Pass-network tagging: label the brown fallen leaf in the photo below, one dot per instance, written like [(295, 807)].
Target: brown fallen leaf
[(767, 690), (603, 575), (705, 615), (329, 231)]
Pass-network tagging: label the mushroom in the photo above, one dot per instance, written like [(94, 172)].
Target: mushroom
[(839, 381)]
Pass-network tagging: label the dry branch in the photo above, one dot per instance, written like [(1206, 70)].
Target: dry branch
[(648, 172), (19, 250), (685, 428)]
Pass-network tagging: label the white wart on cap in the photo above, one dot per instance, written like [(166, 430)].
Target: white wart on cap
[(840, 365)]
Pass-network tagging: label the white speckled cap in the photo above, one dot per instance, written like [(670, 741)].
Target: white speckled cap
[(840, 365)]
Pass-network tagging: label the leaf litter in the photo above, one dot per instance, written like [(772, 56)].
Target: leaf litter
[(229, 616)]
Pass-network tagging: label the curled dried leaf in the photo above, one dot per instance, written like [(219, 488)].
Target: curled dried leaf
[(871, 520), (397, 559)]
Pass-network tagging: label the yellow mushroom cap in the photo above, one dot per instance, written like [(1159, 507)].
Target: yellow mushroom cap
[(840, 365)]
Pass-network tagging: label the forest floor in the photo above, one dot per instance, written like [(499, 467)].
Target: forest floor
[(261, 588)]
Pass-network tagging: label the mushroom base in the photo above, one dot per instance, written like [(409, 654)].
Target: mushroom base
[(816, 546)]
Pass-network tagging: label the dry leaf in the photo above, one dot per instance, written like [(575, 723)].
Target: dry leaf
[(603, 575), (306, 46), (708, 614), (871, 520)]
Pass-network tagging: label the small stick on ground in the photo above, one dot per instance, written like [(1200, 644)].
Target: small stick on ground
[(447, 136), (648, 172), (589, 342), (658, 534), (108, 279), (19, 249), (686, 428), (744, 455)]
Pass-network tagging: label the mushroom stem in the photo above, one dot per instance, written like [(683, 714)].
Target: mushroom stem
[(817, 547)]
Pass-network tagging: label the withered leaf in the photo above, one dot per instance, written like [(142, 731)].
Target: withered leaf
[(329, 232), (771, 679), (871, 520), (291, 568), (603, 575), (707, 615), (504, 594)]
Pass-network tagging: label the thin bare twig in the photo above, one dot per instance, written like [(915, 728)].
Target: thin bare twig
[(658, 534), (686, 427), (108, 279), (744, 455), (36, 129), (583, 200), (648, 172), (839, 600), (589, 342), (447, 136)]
◆ ◆ ◆
GIVEN REQUEST: Could you convert the lines above into a JSON list of strings, with one string per line and blank lines left out?

SOLUTION FOR THIS PROBLEM:
[
  "Pass-network tagging: label the brown fallen leaf in the photo below, one dot per instance, written like [(295, 807)].",
  "Target: brown fallen leaf",
  "[(767, 690), (603, 575), (705, 615), (329, 231)]",
  "Pass-network tagging: label the mushroom in the photo above, one dot per instance, written like [(94, 172)].",
  "Target: mushroom",
  "[(839, 381)]",
  "Pass-network tagging: label the dry branch in the photo above, one dot per instance, written like [(1206, 70)].",
  "Target: dry branch",
  "[(648, 172), (19, 250), (685, 428)]",
  "Pass-network tagging: label the white wart on cap in the photo above, one dot per instance, written like [(166, 430)].",
  "Target: white wart on cap",
  "[(840, 365)]",
  "Pass-network tagging: label the white speckled cap in the photo above, one dot per instance, written like [(670, 741)].",
  "Target: white speckled cap",
  "[(840, 365)]",
  "Pass-network tagging: label the leaf litter in the photo above, one dot per instance, written like [(772, 56)].",
  "Target: leaf litter",
  "[(229, 616)]",
  "Pass-network tagging: label the curled dried leaf in the photo above, one dot per instance, written like [(219, 488)].",
  "Target: curled dried leaf",
  "[(871, 520), (397, 559)]",
  "Pass-network tagging: label the yellow mushroom cap in the photo above, one dot per instance, written like [(1159, 507)].",
  "Target: yellow mushroom cap",
  "[(840, 365)]",
  "Pass-network tagging: label the forest floor in the photo above, one dot per instance, written like [(499, 467)].",
  "Target: forest floor",
  "[(261, 588)]",
  "Pass-network tagging: label the mushroom base in the photo above, one dot per instance, written like [(409, 654)].",
  "Target: mushroom base",
  "[(816, 546)]",
  "Pass-network tagging: label the dry leaf in the photo above, one dot per instance, written like [(575, 723)].",
  "Target: dry leaf",
  "[(603, 575), (306, 46), (708, 614), (871, 520)]",
  "Pass-network tagging: label the small stick on ground in the photo above, one dot per instance, written like [(1200, 644)].",
  "Target: small stick on ground",
  "[(447, 136), (648, 172), (589, 342), (658, 534), (108, 279), (19, 249), (686, 428), (744, 455)]",
  "Pass-network tagging: label the mushroom stem in the photo above, one dot per instance, written like [(683, 714)].",
  "Target: mushroom stem",
  "[(817, 547)]",
  "Pass-network tagging: label the withered leaf in the photo above, one dot per instance, written like [(142, 731)].",
  "Target: withered leaf",
  "[(329, 232), (771, 679), (871, 520), (291, 568), (603, 575), (707, 615), (504, 594)]",
  "Pass-network tagging: label the thin bare twig in the photo above, one dot per instance, written like [(915, 728)].",
  "Target: thin bare twig",
  "[(658, 534), (686, 427), (108, 279), (744, 455), (36, 129), (583, 200), (648, 172), (839, 600), (589, 342), (447, 136)]"
]